Can you copy out verbatim the lines below from the one containing "# draw the outline of every instance of the cross" through the one containing "73 157 L 35"?

[Shape boundary items]
>> start

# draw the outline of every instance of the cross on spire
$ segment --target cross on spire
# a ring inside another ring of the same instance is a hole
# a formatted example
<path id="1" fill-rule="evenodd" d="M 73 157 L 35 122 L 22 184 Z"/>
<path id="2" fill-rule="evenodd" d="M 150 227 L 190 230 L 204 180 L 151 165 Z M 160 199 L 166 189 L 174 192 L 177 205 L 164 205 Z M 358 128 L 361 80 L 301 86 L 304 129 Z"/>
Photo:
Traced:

>> end
>> start

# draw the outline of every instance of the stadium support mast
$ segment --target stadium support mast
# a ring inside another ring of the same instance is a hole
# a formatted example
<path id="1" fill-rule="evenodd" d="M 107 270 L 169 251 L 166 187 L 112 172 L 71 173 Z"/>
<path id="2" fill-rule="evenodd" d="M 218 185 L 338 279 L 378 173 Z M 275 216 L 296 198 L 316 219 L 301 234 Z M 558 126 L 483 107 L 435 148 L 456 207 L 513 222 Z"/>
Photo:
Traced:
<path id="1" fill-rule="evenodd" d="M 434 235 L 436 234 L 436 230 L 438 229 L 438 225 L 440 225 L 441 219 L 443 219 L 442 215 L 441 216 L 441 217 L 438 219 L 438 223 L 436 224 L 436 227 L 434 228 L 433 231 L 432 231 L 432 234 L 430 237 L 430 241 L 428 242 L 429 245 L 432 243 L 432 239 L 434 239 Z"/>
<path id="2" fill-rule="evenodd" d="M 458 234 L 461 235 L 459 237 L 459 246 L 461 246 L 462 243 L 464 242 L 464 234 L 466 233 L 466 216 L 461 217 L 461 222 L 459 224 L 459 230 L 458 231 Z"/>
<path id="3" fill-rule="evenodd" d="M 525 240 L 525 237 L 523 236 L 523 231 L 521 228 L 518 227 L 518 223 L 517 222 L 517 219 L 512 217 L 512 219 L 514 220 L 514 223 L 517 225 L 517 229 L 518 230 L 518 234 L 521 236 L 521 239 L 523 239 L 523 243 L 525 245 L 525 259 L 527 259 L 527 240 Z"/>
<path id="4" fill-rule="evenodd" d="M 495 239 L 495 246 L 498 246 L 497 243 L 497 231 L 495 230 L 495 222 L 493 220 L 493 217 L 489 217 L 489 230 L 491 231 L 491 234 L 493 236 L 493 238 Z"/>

>> end

Result for this task:
# draw the outline of every instance of the cross on spire
$ segment --target cross on spire
# a ring inside another ring of the same instance is a hole
# a formatted example
<path id="1" fill-rule="evenodd" d="M 73 157 L 35 122 L 22 184 Z"/>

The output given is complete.